PASSAGE SHOWN:
============================================================
After the shootings in Charleston, the Republican right showed it was finally ready to reject the old symbols of the Confederacy.

On 27 June, an African-American activist named Bree Newsome woke up before dawn, put on her climbing equipment and scaled a 30-foot flagpole on the lawn of State House in Columbia, South Carolina. She then removed the Confederate battle flag that flew from it. “We can’t wait any longer,” she explained later in an online statement. “It’s time for a new chapter where we are sincere about dismantling white supremacy.”

After she was led away in handcuffs, the flag was raised again.

Newsome’s protest reflected a growing impatience within America’s black community and anger about liberal inaction. Political rallies by the Democratic presidential contenders Hillary Clinton and Bernie Sanders have been disrupted by the Black Lives Matter campaign against violence committed on young African Americans and the cultural and legal biases that justify it. While promoting his book on race in the US, the writer Ta-Nehisi Coates argued that, to African Americans, the battle flag represents a lingering attempt “to bury the fact that half this country thought it was a good idea to raise an empire rooted in slavery”.

Yet, on this matter, to everyone’s surprise, the black civil rights movement and many southern Republicans have proved to be of one mind. On 9 July the House of Representatives in South Carolina voted to lower the battle flag for good. It stood, representatives said, for racism. It had to go.

The context of this agreement was a painful one. Ten days before Newsome’s act, a 21-year-old white man named Dylann Roof shot and killed nine black worshippers at the Emanuel African Methodist Episcopal Church in Charleston, South Carolina. According to his room-mate, he wanted to start a race war. The TV screens showed a photo of him holding a gun in one hand and a Confederate battle flag in the other.
============================================================
EXTRACTED INFORMATION:
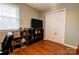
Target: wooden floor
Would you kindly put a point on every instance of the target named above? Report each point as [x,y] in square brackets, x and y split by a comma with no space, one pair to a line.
[45,47]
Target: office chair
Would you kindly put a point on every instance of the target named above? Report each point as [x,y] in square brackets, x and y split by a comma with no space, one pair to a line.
[6,44]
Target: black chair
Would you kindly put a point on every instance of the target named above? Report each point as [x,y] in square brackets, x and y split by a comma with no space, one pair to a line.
[6,43]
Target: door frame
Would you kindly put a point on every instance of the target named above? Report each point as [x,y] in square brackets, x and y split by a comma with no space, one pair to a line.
[64,9]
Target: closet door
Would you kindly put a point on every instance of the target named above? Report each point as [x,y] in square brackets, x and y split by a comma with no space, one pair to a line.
[55,26]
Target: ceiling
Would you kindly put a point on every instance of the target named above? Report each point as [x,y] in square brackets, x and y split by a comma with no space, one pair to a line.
[41,6]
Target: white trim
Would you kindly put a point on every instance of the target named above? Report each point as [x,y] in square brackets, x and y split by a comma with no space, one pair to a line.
[75,47]
[51,12]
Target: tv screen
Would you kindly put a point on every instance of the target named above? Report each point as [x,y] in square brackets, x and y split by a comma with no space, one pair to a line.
[35,23]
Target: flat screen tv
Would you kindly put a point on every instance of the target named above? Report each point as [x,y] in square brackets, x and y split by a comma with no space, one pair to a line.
[35,23]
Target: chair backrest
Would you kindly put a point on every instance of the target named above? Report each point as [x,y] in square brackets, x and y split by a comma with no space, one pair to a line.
[77,51]
[7,41]
[16,34]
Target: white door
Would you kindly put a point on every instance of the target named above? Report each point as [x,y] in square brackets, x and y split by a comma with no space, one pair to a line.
[55,26]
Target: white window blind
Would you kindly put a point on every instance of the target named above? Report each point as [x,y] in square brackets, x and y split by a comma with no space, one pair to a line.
[9,17]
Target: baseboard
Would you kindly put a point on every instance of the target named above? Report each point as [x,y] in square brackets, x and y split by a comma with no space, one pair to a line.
[75,47]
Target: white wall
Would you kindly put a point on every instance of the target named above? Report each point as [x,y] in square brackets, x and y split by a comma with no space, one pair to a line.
[72,21]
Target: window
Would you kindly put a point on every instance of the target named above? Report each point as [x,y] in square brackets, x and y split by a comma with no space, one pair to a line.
[9,17]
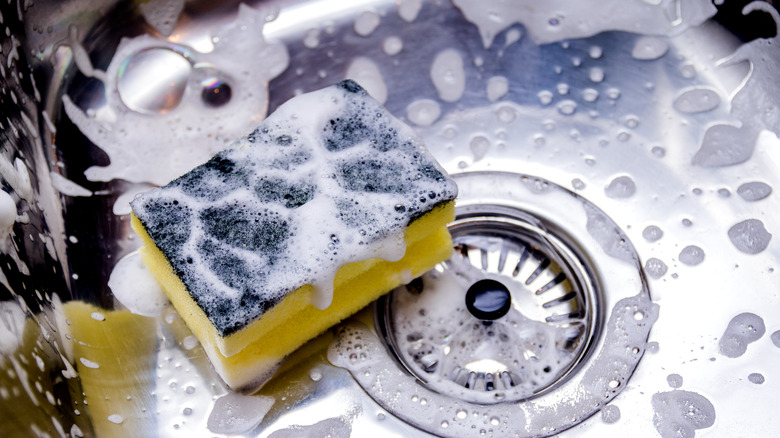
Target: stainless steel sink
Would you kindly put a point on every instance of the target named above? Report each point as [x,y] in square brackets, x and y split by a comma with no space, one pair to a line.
[616,162]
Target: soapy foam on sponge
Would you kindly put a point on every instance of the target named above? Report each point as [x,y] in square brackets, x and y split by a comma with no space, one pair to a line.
[330,179]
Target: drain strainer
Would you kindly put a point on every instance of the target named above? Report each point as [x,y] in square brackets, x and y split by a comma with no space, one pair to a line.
[535,323]
[506,318]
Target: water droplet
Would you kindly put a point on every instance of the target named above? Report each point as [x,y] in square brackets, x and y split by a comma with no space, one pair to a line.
[506,114]
[545,97]
[691,255]
[655,268]
[613,93]
[658,151]
[590,94]
[567,107]
[479,147]
[649,48]
[596,75]
[392,45]
[674,380]
[697,100]
[756,378]
[620,188]
[688,71]
[754,191]
[610,414]
[750,236]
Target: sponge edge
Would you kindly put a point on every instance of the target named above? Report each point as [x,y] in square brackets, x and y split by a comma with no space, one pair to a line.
[295,320]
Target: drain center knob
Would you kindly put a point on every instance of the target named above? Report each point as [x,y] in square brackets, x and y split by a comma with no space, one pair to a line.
[488,300]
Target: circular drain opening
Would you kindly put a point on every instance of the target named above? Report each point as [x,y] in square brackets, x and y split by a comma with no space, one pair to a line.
[508,317]
[598,339]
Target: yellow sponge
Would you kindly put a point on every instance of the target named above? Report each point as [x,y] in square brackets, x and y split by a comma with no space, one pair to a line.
[328,204]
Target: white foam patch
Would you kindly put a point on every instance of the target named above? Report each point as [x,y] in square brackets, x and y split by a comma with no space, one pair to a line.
[236,413]
[146,148]
[332,158]
[409,9]
[448,75]
[134,286]
[366,23]
[365,72]
[545,23]
[162,14]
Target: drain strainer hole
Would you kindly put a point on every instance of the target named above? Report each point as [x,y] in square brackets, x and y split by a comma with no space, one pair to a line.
[507,317]
[488,300]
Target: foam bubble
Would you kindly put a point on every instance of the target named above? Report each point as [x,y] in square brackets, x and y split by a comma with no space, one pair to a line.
[610,414]
[365,72]
[697,100]
[497,87]
[392,45]
[409,9]
[691,255]
[754,191]
[423,112]
[134,286]
[749,236]
[620,188]
[134,142]
[649,48]
[742,330]
[448,75]
[366,23]
[235,413]
[655,268]
[674,380]
[756,378]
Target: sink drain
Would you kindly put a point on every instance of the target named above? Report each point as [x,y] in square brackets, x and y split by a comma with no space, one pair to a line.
[536,322]
[507,317]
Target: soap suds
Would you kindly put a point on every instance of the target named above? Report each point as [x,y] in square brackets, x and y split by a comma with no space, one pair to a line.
[134,286]
[655,268]
[649,48]
[754,103]
[545,23]
[136,143]
[423,112]
[681,413]
[66,186]
[331,428]
[750,236]
[409,9]
[365,72]
[620,188]
[696,100]
[691,255]
[742,330]
[497,87]
[162,14]
[366,23]
[754,191]
[448,75]
[235,413]
[333,157]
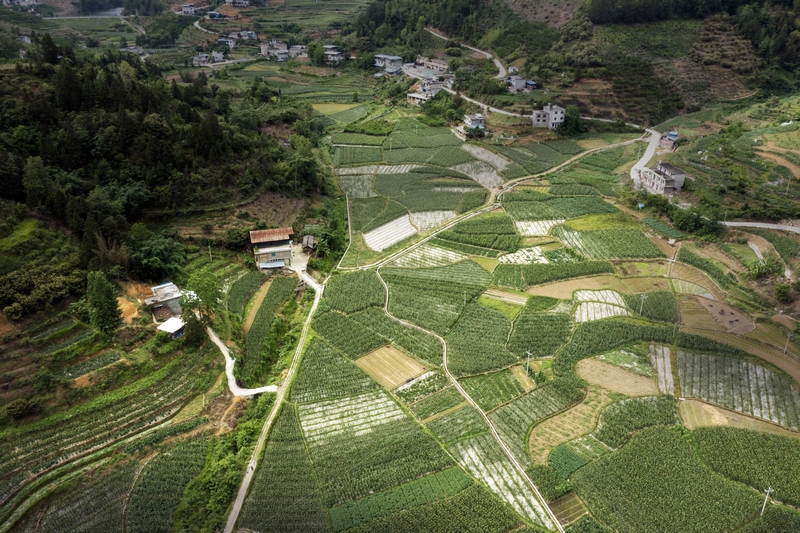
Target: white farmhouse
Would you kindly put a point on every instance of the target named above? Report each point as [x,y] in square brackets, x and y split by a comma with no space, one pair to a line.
[551,116]
[664,179]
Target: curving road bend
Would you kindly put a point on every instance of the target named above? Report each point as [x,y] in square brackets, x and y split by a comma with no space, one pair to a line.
[299,266]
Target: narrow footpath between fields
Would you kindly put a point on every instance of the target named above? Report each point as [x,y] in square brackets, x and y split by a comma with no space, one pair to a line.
[468,398]
[299,267]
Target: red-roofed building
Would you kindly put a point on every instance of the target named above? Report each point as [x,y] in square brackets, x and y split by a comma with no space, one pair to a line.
[272,248]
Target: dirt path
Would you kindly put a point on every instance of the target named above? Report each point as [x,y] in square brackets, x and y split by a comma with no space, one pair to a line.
[785,362]
[262,292]
[517,466]
[775,158]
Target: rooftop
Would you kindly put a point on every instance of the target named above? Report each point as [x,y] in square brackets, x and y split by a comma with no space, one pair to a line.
[671,168]
[271,235]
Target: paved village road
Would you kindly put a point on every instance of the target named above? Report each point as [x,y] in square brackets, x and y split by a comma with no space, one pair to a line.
[299,263]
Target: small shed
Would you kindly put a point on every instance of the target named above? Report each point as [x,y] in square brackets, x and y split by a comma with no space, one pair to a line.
[309,243]
[173,326]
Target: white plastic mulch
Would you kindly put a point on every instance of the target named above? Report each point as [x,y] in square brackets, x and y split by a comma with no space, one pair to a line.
[428,255]
[482,172]
[497,161]
[536,228]
[589,311]
[389,234]
[425,220]
[525,256]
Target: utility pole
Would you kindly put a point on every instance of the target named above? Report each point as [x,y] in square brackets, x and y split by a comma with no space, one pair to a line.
[768,491]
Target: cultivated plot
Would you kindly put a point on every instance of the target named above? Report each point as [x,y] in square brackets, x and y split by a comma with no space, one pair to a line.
[389,234]
[390,367]
[538,228]
[428,255]
[615,379]
[740,385]
[484,459]
[354,416]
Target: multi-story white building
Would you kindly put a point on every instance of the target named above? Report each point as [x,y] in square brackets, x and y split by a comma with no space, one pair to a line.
[551,116]
[664,179]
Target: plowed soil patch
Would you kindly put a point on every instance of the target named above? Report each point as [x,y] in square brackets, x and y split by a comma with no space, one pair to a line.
[615,379]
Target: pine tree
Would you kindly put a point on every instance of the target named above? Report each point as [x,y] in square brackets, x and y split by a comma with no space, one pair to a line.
[104,312]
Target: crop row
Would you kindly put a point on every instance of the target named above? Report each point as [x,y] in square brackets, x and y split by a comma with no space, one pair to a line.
[434,297]
[159,487]
[357,138]
[621,419]
[740,385]
[609,243]
[484,459]
[663,228]
[458,425]
[436,403]
[406,496]
[656,305]
[58,440]
[477,342]
[325,374]
[706,265]
[754,458]
[472,509]
[514,420]
[492,390]
[413,341]
[540,334]
[280,290]
[352,464]
[284,495]
[94,505]
[346,334]
[658,479]
[591,338]
[523,276]
[244,288]
[350,293]
[86,366]
[357,155]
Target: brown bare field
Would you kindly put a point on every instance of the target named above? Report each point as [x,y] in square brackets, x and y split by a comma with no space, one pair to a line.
[568,509]
[570,424]
[510,297]
[695,414]
[140,291]
[523,378]
[775,158]
[693,275]
[564,289]
[768,353]
[615,379]
[715,254]
[785,321]
[664,246]
[729,317]
[129,309]
[641,269]
[391,367]
[695,315]
[770,334]
[259,297]
[647,284]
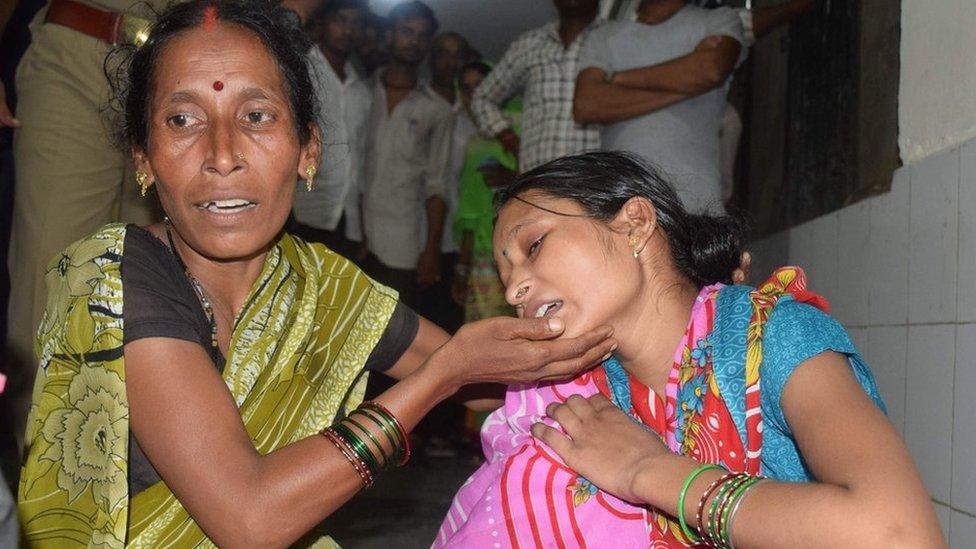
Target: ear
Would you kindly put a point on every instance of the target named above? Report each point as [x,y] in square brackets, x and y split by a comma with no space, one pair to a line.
[140,160]
[637,221]
[312,151]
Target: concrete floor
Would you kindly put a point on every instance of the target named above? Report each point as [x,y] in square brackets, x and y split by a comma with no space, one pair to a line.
[404,509]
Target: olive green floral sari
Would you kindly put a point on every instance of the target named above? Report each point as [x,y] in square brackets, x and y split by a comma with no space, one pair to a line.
[295,362]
============================================================
WRITTEN EXERCISE 1:
Answer these questions from the Confederate flag article, one line each:
(a) How tall was the flagpole Bree Newsome climbed at the State House?
(b) On what date did the South Carolina House of Representatives vote to lower the battle flag?
(c) How many worshippers did Dylann Roof shoot and kill at the Charleston church?
WRITTEN EXERCISE 2: Please resume the Confederate flag article after its final sentence and carry it forward.

ANSWER 1:
(a) 30 feet
(b) 9 July
(c) Nine

ANSWER 2:
If the demands for redress made by civil rights groups didn’t come as a surprise, conservative acquiescence did. The Republican Party had built a solid base in the South by courting white voters who cherished the memory of the Confederacy. Yet the party’s presidential hopefuls from both the North and the South – including Jeb Bush, Lindsey Graham, Scott Walker and George Pataki – said that the battle flag ought to be lowered. The most striking intervention was made by the governor of South Carolina, Nikki Haley, who denounced the use of the Confederate flag and signed the bill removing it. Haley is now tipped to figure on the list of potential vice-presidential nominees.

The volte-face of the US right is in part a result of the horror of the Charleston shootings. Yet it also occurs in the context of major shifts within American society. There are still many conservatives who will defend Confederate heritage as a matter of southern pride but the culture wars are changing as the US becomes increasingly European in outlook. This is taking place across the country. It just happens to be more pronounced in the South because no other region has fought so violently and so long to resist the liberal tide.

The story of the battle flag is the story of the South. The first official Confederate flag used in the civil war of 1861-65 caused confusion during fighting – through the haze of gun smoke, its design of 13 stars and red and white bars was hard to distinguish from the Stars and Stripes. An alternative blue cross was rejected for being too sectarian; the racist Confederacy was anxious not to offend its Jewish citizens. So the cross became a diagonal X. This flag was never officially adopted by the Confederate army. In the years after the war its use was infrequent.

There was little need to visualise southern difference in a flag. It was self-evident in the physical signs of racial segregation: separate schools, pools and drinking fountains; black people confined to the back of the bus. Political displays of the battle flag of Dixie (the historical nickname for the states that seceded from the Union) only really resurfaced when that racial order was challenged by northern liberals. In 1948, the Democrats – then the party overwhelmingly in control of the South – split over modest calls for civil rights. The conservatives who refused to support that year’s presidential ticket, the “Dixiecrats”, triggered a rev­ival of flag-waving across the region.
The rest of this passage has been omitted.